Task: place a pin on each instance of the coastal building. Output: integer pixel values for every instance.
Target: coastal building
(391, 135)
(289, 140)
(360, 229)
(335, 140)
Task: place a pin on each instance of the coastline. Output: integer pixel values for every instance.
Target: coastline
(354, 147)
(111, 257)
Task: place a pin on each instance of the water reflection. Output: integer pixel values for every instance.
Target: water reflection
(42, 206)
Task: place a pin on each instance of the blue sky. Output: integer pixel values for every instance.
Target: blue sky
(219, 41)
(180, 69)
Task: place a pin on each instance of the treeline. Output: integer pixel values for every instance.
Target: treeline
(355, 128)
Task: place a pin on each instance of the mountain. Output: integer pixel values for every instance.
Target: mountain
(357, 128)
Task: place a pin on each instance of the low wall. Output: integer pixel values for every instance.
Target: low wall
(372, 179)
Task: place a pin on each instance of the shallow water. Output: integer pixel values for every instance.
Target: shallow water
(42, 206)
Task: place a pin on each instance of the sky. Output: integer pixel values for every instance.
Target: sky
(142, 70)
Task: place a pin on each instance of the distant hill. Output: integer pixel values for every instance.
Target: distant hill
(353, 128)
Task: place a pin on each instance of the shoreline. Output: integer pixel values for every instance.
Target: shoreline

- [Task]:
Please repeat the listing above in full and exactly.

- [Solution for this exercise]:
Task: place a pin on each instance of the coastal building. Output: integer pixel values for every instance.
Target: coastal building
(391, 135)
(289, 140)
(360, 229)
(335, 140)
Task: place a pin on each instance of the coastline. Output: integer pixel values for every instance.
Target: coastline
(354, 147)
(111, 257)
Task: place a pin on each instance of the water reflection. Output: integer pixel values for every instance.
Target: water reflection
(42, 206)
Task: place a pin on each instance of the blue sky. Output: integer pixel values for every instance.
Target: blue sky
(219, 41)
(180, 69)
Task: place a pin on each instance of the treeline. Output: integer pixel values for every instance.
Target: treeline
(355, 128)
Task: place a pin on each instance of the mountain. Output: integer pixel values for every instance.
Target: mountain
(357, 128)
Task: place a pin on each instance of the low wall. Output: integer pixel values for every instance.
Target: low wall
(372, 179)
Task: place a pin on each instance of the shallow water. Output: integer pixel values for every instance.
Target: shallow water
(42, 206)
Task: place a pin on each instance of the sky. Output: integer pixel values for every instance.
Target: sky
(142, 70)
Task: place a pin on each instance of the distant hill. Output: integer pixel values for every instance.
Target: distant hill
(353, 128)
Task: place a pin on each instance of the shoreline. Output: integer pixel values for every instance.
Target: shoreline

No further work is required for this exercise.